+++ PROVIDED TEXT

Slowness in All apps
Incident Report for Planning Center
Postmortem

We would like to sincerely apologize for the outage which occurred yesterday, February 28th, from 9:48AM PST to 3:30PM PST. We understand how much you depend on us to do your work in your ministry, and we take that responsibility very seriously.

A full summary of the day, including steps we plan on taking, is follows.

Thank you for letting us serve your church.

Issue Summary

From 9:48AM PST to 3:30PM PST Requests to Service, Check-ins, Giving, People, Resources, Registrations, and Groups were met with slow response times and an inability to use many features on Services and People. The root cause was an inability to read files from, or write files to our hosting provider (Amazon Web Services).

Timeline

9:48AM PST We began receiving alerts of increased errors across several applications.

9:55AM PST We identified the source of the errors as our inability to interact with the file storage system.

10:00AM PST We began disabling features that relied on file storage in an attempt to keep Services and People available.

++++++
+++ PROVIDED RECORDS

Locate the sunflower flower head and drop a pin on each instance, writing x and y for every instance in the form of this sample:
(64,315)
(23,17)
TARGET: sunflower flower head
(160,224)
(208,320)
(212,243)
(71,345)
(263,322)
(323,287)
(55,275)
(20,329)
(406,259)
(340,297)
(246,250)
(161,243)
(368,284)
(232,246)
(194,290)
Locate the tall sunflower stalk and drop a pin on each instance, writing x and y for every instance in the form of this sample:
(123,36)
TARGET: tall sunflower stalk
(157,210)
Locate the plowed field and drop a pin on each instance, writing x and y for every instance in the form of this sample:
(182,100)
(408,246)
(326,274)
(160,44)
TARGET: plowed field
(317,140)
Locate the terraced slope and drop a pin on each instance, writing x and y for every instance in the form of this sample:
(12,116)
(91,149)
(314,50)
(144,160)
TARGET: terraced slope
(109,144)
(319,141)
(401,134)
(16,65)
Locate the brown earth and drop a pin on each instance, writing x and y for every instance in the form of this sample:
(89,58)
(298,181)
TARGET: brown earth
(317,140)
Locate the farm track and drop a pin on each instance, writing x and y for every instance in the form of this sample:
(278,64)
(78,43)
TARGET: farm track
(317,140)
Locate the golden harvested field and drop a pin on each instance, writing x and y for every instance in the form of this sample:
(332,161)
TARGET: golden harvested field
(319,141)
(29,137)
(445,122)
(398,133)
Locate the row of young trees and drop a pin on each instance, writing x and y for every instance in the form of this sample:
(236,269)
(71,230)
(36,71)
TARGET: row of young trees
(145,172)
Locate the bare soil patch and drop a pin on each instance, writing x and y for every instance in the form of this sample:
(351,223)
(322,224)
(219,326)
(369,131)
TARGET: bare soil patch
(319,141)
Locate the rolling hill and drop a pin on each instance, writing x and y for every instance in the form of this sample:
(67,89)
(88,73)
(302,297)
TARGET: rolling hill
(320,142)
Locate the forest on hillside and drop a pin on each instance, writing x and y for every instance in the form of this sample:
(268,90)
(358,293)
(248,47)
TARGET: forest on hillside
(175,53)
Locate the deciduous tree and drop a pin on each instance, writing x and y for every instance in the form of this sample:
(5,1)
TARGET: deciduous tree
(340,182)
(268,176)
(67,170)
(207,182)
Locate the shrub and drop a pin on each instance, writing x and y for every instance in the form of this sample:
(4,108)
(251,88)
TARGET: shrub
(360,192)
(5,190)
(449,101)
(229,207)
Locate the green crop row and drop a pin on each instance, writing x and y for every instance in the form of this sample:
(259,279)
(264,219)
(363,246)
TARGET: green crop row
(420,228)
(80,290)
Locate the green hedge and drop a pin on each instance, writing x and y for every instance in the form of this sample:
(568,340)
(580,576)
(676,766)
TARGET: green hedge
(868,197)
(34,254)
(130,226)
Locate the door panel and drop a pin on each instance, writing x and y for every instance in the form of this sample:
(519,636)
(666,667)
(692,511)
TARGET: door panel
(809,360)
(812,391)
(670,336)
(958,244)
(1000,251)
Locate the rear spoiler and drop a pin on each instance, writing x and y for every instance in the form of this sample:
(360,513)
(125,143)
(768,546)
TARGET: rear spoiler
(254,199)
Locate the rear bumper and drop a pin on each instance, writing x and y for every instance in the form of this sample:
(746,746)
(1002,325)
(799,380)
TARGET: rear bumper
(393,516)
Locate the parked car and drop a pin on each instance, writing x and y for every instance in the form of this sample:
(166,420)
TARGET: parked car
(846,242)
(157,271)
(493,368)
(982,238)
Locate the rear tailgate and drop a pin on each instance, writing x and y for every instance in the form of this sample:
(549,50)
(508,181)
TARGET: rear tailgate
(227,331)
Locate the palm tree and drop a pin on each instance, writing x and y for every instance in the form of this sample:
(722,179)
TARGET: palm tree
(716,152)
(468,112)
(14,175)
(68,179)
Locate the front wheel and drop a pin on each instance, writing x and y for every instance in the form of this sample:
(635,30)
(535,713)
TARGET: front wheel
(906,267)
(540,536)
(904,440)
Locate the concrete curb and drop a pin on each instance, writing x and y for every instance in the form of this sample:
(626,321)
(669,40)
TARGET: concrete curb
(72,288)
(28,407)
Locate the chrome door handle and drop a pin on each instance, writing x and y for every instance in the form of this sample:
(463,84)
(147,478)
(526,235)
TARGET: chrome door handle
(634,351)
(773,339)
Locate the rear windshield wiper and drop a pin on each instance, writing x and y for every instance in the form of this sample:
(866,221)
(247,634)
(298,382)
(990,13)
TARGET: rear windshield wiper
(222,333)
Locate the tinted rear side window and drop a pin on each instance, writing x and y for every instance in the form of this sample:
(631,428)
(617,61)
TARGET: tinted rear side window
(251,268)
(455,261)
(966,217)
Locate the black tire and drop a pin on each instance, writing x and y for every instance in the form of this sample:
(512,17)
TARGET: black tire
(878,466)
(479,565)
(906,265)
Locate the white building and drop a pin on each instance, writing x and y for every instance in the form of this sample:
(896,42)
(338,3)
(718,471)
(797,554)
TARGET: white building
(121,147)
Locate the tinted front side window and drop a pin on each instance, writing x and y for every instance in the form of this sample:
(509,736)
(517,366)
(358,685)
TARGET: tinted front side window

++++++

**GIVEN EXERCISE A**: In the incident report, what was the root cause of the slow response times?
**GIVEN EXERCISE B**: Write the next part of the incident report, picking up after its final timeline entry.

**RIGHT ANSWER A**: The root cause was an inability to read files from, or write files to, the hosting provider, Amazon Web Services.

**RIGHT ANSWER B**:
12:00PM PST Other AWS services began to fail as a result of the sheer size of the outage. In an attempt to reduce load on our background servers we issued a restart to some of them. The restart failed, and we were unable to replace those servers the way we normally would.

12:10PM PST Faced with the loss of some very important servers, we made the decision to take the sites down in order to prevent damage to user data while we processed a large backup of queued tasks.

1:15PM PST We were able to fix one of the background servers and re-purpose some other servers to help process background tasks.

1:35PM PST We felt comfortable enough with the current server load to bring the sites back up with some features still disabled.

3:30PM PST The underlying issues were resolved by our hosting provider and we were able to restore all degraded features to full functionality.

Root Cause

We were unable to handle the volume of errors resulting from an inability to read or write files from AWS.

Resolution and Recovery

At 3:30 PST we were able to restore functionality only when the underlying issue was resolved.

Corrective and Preventative Measures

After a complete review and analysis of our performance yesterday, the following action will be taken to improve our resilience to failures in third party products we rely on.

  • We are doing a complete review of all third party integrations, and will take steps to more gracefully deal with changes in availability of service providers.

  • We will modify our internal architecture to better handle slow response times from different parts of our system.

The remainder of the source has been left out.